» **RECORD EXTRACTS**
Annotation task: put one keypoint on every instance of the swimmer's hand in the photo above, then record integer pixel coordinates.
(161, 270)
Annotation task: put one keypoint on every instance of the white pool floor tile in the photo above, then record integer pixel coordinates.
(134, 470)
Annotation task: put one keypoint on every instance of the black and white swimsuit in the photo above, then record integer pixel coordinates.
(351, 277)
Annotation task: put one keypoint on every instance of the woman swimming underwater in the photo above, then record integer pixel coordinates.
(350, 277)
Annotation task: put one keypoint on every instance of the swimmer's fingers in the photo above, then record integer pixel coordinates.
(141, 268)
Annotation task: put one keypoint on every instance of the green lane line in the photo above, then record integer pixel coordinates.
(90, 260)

* * *

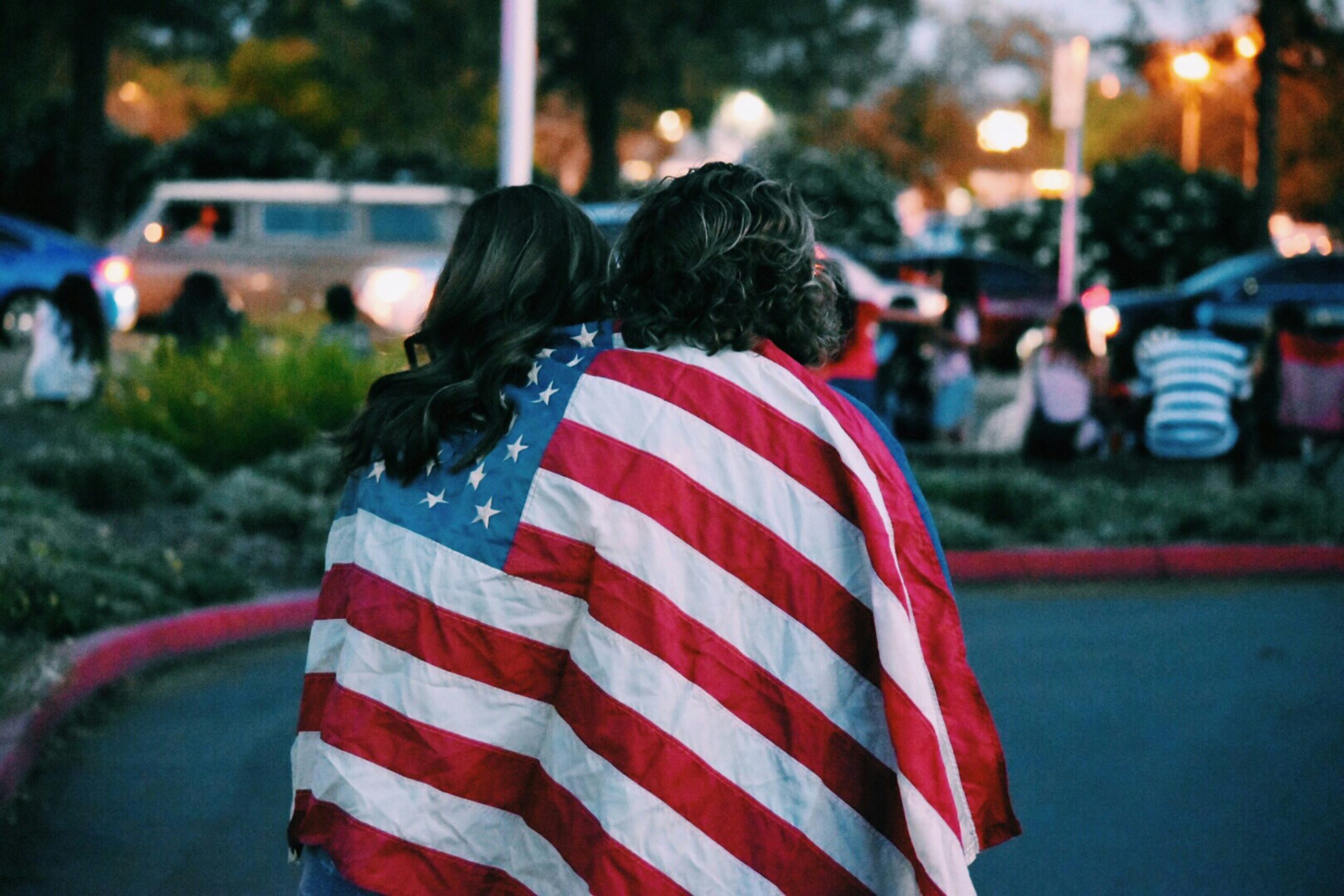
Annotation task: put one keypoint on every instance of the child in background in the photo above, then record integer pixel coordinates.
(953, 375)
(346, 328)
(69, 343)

» **WHAT TO PRODUCE**
Count the rows above that contain the word "white", treating upper and lower case as different. Give only the number.

» **WRITTEN REPLY**
2